● **Input data**

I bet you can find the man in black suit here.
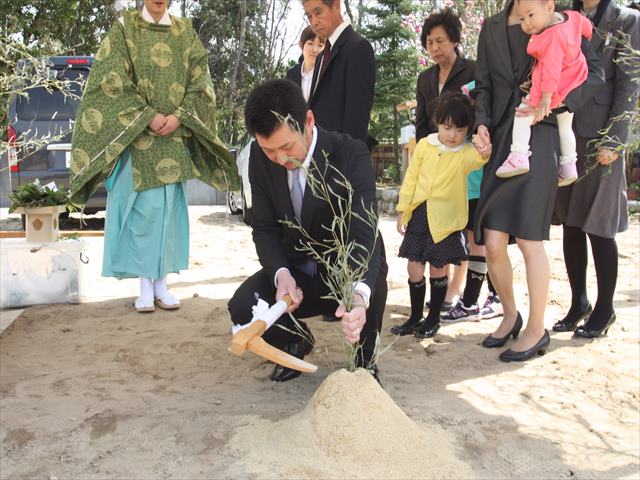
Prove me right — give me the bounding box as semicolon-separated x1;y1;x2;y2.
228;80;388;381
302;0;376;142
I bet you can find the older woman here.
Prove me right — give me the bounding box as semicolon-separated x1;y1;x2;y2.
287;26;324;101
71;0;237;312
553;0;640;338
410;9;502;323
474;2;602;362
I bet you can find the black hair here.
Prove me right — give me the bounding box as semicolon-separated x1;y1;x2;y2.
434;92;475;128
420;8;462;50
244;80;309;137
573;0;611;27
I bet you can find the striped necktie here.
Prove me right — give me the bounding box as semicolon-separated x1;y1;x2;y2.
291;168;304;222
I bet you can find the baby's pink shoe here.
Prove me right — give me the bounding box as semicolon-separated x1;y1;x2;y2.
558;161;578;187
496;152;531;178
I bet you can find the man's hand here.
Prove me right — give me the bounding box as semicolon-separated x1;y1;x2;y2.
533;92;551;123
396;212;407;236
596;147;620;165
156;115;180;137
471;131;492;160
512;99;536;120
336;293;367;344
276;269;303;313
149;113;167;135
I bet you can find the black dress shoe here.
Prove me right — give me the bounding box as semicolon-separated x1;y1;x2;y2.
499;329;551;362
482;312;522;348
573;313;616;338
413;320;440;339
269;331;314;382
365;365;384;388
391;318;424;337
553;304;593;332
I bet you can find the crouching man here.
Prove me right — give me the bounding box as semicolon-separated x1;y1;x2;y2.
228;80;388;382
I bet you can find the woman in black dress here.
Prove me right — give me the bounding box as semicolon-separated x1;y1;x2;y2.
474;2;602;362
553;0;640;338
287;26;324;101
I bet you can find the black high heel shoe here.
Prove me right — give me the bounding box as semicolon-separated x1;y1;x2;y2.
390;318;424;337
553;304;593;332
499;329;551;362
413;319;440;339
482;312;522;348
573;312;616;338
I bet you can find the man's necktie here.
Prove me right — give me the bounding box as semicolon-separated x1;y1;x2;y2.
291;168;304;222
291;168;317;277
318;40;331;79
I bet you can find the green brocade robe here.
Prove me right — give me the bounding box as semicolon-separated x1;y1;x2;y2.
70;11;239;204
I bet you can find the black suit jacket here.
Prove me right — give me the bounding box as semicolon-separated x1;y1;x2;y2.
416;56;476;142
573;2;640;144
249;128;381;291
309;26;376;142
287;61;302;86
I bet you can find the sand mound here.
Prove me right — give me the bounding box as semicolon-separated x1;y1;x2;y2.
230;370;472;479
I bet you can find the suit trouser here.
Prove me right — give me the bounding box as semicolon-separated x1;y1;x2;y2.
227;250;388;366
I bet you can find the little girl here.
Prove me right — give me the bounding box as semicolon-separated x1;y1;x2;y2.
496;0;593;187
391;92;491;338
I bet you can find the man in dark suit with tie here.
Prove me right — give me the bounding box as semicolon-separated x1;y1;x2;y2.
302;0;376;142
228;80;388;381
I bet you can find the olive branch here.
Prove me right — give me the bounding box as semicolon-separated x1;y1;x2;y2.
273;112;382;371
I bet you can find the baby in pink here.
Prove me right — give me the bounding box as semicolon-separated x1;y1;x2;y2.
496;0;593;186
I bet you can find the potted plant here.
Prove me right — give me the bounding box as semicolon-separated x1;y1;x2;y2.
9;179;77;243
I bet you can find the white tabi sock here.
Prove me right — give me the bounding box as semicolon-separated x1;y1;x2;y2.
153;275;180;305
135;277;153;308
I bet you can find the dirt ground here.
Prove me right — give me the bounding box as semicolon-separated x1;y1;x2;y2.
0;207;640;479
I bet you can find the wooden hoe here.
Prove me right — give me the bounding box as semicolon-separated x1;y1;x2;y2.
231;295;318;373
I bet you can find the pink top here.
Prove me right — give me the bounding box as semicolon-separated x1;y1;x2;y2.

● **What you are asked to do**
Copy everything from the line that contains "I bet you can find the black high" down to the line that contains "573;312;616;338", replacing "high heel shoe" with "pump" and leaving everything else unchanged.

● **The completed task**
I bet you can find the black pump here.
Prove me right — give me the bounding box as semicolon-separated x1;y1;x2;y2.
390;318;424;337
553;304;593;332
499;329;551;362
413;319;440;339
482;312;522;348
573;312;616;338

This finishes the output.